[Data for this exercise]:
start

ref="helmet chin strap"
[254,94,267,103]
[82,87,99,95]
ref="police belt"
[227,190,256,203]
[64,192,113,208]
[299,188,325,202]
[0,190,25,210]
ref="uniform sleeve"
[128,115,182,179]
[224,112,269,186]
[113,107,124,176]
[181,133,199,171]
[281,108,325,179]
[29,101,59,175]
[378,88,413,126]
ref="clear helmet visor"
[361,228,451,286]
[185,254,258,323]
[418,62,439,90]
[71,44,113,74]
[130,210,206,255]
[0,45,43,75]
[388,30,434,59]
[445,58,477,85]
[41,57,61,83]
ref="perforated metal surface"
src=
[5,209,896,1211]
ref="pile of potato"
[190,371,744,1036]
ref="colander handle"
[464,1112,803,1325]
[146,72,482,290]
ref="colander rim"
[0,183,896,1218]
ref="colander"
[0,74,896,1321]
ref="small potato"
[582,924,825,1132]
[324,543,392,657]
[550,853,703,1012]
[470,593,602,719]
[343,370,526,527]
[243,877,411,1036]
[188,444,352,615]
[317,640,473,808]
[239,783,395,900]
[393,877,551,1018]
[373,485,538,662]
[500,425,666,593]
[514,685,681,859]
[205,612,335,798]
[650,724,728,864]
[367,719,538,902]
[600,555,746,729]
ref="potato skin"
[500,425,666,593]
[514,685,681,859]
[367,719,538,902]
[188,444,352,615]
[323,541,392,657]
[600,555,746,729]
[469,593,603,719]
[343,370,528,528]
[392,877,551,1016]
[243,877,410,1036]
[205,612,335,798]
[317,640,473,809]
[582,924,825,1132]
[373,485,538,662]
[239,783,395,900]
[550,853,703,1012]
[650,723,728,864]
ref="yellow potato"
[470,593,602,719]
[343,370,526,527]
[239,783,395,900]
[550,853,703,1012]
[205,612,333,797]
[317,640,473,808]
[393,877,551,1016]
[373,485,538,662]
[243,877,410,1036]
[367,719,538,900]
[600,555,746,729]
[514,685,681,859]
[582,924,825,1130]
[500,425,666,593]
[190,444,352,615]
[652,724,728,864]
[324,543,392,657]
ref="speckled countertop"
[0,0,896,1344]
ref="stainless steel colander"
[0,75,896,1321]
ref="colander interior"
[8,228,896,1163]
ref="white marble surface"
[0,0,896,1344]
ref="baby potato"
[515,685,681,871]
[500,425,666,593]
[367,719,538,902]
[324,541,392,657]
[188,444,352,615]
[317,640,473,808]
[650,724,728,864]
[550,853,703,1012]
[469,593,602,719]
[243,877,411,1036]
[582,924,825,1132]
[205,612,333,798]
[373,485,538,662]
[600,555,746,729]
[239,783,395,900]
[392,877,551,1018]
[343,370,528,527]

end

Find every line above that contains the string "potato" with matching case, and copy each of those lines.

[Answer to the task]:
ref="pile of potato"
ref="small potato"
ref="potato skin"
ref="yellow potato"
ref="baby potato"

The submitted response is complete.